## SUPPLIED ENTRIES

=-=-=

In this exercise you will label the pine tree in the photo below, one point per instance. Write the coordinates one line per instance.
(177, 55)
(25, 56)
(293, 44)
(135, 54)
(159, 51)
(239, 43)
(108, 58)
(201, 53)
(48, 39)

=-=-=

## STATED GOAL
Rewrite the items with "pine tree" replaced by "conifer" and nothing else changed.

## SOLUTION FOR THIS EXERCISE
In this exercise you will label the conifer in the photo below, one point per instance. Write the coordinates one line per instance.
(177, 55)
(25, 56)
(293, 44)
(135, 54)
(159, 51)
(239, 43)
(108, 58)
(201, 53)
(48, 39)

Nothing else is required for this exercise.